** TASK STATEMENT **
Reproduce the rows below with every "green leaf" changed to "maple leaf", keeping all other text identical.

** DATASET ROWS **

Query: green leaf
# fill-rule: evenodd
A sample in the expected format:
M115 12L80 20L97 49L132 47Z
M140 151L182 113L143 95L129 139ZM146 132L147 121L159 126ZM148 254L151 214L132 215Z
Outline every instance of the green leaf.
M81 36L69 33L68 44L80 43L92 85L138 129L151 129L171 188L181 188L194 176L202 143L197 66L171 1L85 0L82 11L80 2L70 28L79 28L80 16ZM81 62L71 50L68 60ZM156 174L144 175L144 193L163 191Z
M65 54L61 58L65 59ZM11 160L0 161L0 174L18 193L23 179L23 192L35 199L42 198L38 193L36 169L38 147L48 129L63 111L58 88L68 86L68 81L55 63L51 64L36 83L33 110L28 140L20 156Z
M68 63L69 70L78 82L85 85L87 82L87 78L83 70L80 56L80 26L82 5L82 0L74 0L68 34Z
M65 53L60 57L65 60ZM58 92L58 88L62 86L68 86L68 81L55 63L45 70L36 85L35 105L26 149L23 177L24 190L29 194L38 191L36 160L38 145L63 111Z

** THE OUTPUT **
Query: maple leaf
# fill-rule: evenodd
A sample in the expected format:
M115 12L80 20L97 49L132 47Z
M140 151L182 113L143 95L129 139ZM146 132L147 121L159 126ZM148 254L151 214L132 215Z
Outline every instance of the maple leaf.
M81 36L69 33L68 44L80 43L92 85L138 129L151 129L171 188L181 188L194 176L202 143L197 66L171 1L85 0L82 11L80 2L70 28L79 28L80 16ZM81 62L71 50L68 60ZM156 174L144 175L144 193L163 191Z
M65 54L61 58L65 59ZM11 160L0 161L0 174L18 193L23 179L23 192L35 199L42 198L38 193L36 169L38 147L48 129L63 111L58 88L68 86L68 81L55 63L51 64L36 83L33 110L28 140L20 156Z
M68 63L69 70L78 82L85 85L87 82L87 78L83 70L80 56L80 26L82 5L82 0L74 0L68 34Z
M65 53L60 57L65 60ZM58 92L58 88L62 86L68 86L68 81L55 63L45 70L36 85L35 105L26 149L23 177L24 190L29 194L38 191L36 160L38 145L63 111Z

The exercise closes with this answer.